**PASSAGE FOR REVIEW**.
-*-

Problem-Based Learning (PBL) uses clinical cases to stimulate inquiry, critical thinking and knowledge application and integration related to biological, behavioral and social sciences. Through this active, collaborative, case-based learning process, students acquire a deeper understanding of the principles of medicine and, more importantly, acquire the skills necessary for lifelong learning.
The goal is for students to:
- Acquire, synthesize and apply basic science knowledge in a clinical context
- Engage in critical thinking and problem-solving
- Develop the ability to evaluate their own learning and collaborate with peers
- Effectively use information technology and identify the most appropriate resources for knowledge acquisition and hypothesis testing
- Contextualize and communicate their knowledge to others
- Ask for, provide and incorporate feedback in order to improve performance
Each PBL group has six to nine students and a faculty facilitator. Case information is disclosed progressively across two or more sessions for each case. This process mimics the manner in which a practicing physician obtains data from a patient. PBL allows students to develop hypotheses and identify learning issues as the additional pieces of information about a patient are disclosed to the student.
The students identify learning issues and information needs and assign learning tasks among the group. The students discuss their findings at the next session and review the case in light of their learning. At the conclusion of a case, the students create a concept map synthesizing the knowledge garnered over the course of their discussions to demonstrate their understanding of how the elements of the case integrate with and relate to one another.
Faculty Development Modules
Faculty interested in learning more about PBL should review these online learning modules.
Welcome to PBL: A Guide for Tutors
This module is required for new tutors and optional for experienced tutors who are interested in a refresher course. It is intended to serve as an introduction to facilitating small-group sessions in the PBL course. This video will show you what a PBL session looks like and demonstrates some tutor behaviors. Open the module and use password fsmpbl for access.
PBL Tutor Feedback Module
All tutors (new and experienced) must go through this brief training module to help you provide students with feedback in the context of the PBL course. Open the module (Safari or Firefox recommended) and sign in when prompted with your NetID and password. Completing the module will count toward CME credit.

-*-

**ENTRIES SHOWN**.
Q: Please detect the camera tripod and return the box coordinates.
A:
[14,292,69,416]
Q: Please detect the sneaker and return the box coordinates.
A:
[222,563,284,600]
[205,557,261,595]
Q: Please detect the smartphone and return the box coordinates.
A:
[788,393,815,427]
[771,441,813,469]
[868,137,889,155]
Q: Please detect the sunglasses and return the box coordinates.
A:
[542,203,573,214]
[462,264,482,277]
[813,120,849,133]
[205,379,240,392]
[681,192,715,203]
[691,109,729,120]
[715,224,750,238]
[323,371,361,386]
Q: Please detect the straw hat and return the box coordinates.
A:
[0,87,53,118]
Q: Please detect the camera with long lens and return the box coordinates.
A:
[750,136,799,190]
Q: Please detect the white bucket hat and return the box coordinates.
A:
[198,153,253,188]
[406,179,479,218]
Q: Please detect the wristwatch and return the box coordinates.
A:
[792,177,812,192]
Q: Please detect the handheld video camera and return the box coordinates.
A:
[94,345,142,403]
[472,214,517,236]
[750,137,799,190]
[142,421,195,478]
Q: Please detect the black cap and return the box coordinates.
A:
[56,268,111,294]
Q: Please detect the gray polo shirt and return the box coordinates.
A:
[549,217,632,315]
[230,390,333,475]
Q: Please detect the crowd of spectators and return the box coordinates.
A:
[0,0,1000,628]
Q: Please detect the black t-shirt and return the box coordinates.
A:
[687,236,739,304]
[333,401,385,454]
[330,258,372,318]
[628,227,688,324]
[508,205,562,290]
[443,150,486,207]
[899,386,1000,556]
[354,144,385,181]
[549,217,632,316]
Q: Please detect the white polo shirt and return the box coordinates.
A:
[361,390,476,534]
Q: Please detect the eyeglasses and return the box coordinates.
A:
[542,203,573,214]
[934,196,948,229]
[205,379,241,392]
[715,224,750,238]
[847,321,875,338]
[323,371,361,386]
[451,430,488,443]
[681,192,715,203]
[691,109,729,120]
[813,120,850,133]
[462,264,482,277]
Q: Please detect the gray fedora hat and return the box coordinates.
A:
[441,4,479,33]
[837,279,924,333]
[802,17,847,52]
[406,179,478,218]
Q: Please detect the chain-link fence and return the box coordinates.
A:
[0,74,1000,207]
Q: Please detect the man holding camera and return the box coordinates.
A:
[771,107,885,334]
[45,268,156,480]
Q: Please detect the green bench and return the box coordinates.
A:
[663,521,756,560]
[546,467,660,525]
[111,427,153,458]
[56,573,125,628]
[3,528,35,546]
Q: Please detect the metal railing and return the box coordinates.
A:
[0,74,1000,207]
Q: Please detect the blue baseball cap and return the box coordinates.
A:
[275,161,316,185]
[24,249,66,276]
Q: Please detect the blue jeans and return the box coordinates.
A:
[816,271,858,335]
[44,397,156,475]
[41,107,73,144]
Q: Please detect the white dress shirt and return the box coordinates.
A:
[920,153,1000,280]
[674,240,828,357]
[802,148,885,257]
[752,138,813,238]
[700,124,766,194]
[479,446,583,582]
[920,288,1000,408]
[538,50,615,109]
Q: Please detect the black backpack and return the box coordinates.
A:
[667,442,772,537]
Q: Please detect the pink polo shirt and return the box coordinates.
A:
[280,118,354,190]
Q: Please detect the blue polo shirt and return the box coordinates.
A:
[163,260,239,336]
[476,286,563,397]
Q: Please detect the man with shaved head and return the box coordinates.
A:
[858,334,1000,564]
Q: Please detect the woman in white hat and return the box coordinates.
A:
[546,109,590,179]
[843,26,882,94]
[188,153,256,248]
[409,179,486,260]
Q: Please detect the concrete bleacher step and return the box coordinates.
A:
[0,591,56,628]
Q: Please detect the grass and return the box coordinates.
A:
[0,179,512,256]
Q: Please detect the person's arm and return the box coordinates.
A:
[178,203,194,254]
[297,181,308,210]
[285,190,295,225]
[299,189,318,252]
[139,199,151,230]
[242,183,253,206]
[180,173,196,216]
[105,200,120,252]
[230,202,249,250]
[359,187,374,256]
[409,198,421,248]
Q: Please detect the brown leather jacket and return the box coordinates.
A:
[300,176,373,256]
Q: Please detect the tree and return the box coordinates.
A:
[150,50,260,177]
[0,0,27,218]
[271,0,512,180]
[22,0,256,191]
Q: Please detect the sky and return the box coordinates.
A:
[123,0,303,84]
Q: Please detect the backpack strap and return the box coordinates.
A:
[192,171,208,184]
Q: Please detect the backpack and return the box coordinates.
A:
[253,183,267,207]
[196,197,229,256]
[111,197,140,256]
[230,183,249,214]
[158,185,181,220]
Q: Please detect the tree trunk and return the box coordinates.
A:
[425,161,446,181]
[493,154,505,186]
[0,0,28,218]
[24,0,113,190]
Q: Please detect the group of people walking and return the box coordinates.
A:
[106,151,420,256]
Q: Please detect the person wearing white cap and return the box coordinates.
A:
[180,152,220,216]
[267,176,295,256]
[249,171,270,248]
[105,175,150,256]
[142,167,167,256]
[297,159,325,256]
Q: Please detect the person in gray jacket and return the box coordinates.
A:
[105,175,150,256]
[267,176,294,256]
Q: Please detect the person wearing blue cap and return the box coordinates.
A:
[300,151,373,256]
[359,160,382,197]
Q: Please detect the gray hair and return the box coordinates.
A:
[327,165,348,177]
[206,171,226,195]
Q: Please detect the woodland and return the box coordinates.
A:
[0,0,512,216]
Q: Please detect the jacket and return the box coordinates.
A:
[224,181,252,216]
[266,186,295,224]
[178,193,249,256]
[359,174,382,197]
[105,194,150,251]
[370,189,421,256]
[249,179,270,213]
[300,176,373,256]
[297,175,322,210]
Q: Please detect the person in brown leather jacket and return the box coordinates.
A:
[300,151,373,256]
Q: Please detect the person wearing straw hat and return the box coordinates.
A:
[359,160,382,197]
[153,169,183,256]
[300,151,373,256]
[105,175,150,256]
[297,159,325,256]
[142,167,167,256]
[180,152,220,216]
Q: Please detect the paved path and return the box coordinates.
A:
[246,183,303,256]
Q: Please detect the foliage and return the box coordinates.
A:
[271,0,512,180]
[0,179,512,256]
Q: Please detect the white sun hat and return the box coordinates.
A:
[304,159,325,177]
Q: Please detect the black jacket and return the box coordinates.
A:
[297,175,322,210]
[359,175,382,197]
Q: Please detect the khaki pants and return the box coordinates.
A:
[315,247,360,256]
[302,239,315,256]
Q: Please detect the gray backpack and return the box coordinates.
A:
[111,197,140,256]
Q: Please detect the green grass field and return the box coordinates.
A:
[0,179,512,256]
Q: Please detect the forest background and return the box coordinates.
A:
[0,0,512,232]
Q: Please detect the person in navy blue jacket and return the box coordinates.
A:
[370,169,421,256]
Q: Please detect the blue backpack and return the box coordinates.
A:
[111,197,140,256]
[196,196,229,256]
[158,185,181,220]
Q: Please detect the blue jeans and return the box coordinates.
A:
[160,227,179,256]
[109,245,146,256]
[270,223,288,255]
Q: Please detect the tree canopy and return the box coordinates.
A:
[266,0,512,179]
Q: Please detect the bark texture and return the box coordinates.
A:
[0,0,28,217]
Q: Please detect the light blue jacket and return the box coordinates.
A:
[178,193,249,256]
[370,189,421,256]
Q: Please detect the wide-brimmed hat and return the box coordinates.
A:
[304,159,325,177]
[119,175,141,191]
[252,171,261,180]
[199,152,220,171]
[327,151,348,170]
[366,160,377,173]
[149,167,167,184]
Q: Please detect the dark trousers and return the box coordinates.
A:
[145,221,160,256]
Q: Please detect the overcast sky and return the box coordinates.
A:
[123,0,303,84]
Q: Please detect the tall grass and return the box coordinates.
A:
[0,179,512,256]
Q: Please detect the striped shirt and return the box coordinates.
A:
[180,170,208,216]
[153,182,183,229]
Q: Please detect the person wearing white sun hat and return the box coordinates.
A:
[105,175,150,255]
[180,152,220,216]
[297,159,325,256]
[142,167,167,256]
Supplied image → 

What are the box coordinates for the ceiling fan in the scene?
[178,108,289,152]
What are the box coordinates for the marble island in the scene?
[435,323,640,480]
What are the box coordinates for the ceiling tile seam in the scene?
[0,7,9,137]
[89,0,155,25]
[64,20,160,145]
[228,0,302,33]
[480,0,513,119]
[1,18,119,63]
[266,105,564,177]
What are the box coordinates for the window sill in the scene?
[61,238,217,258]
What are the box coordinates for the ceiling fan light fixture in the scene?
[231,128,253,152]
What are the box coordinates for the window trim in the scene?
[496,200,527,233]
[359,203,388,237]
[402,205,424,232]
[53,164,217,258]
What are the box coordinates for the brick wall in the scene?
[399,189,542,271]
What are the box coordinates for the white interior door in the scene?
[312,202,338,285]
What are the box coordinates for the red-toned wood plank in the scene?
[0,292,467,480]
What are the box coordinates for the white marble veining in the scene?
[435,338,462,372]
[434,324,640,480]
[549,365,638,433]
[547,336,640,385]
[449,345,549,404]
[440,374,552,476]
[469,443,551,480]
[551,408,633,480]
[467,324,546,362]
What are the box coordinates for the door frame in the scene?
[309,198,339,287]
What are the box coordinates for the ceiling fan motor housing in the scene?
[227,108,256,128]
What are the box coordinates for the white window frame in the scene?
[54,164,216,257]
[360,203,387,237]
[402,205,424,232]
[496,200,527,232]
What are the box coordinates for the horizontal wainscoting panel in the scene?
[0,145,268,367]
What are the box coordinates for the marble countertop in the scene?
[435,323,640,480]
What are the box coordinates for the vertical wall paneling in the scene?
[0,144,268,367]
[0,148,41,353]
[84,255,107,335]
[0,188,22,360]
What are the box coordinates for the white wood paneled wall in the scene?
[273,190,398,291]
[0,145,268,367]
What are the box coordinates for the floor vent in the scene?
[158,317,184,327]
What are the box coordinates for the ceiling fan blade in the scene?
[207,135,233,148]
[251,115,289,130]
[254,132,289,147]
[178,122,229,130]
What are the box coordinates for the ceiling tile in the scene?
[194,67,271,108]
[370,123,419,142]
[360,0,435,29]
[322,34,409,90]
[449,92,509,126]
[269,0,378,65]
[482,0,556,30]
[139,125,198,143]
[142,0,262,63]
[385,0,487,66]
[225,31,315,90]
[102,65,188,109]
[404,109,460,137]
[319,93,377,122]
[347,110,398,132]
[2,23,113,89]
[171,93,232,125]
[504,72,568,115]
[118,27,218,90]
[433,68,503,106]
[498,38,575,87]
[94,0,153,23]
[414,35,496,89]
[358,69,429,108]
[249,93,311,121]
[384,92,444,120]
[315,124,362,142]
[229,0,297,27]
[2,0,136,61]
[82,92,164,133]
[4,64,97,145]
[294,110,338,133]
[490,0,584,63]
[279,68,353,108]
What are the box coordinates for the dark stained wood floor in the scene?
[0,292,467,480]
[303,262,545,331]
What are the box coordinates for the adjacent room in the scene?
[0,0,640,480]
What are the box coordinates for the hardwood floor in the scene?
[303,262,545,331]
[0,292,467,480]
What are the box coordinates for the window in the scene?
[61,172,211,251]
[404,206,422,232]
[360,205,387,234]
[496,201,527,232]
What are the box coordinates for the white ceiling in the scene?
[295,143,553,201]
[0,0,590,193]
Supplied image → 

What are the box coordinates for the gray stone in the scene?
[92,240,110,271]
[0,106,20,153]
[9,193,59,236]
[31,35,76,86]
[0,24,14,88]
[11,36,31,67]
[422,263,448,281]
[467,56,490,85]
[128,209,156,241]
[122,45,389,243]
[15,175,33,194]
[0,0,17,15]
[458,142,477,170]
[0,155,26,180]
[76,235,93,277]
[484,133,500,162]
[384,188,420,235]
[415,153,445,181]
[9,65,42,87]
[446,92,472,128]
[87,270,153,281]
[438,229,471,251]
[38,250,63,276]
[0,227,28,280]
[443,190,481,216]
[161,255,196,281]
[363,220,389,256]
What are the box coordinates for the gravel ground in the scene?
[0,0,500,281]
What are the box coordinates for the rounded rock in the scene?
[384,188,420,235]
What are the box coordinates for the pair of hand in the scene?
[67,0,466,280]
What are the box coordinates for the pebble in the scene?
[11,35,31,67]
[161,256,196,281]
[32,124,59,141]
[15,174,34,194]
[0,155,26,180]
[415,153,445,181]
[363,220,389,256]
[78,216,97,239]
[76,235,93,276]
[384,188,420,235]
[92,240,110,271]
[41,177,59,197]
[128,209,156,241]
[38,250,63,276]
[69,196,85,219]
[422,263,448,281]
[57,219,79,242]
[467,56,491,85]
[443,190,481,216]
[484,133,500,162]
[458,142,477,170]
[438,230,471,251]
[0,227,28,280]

-*-

**PROBLEMS TO SOLVE**.
• 1. In the text on problem-based learning, how many students make up each PBL group?
• 2. Transcribe, word for word, the stretch of the problem-based learning text from "Faculty Development Modules" through "toward CME credit.".

**SOLUTIONS BELOW**.
• 1. Six to nine students, along with a faculty facilitator.

• 2.
Faculty Development Modules
Faculty interested in learning more about PBL should review these online learning modules.
Welcome to PBL: A Guide for Tutors
This module is required for new tutors and optional for experienced tutors who are interested in a refresher course. It is intended to serve as an introduction to facilitating small-group sessions in the PBL course. This video will show you what a PBL session looks like and demonstrates some tutor behaviors. Open the module and use password fsmpbl for access.
PBL Tutor Feedback Module
All tutors (new and experienced) must go through this brief training module to help you provide students with feedback in the context of the PBL course. Open the module (Safari or Firefox recommended) and sign in when prompted with your NetID and password. Completing the module will count toward CME credit.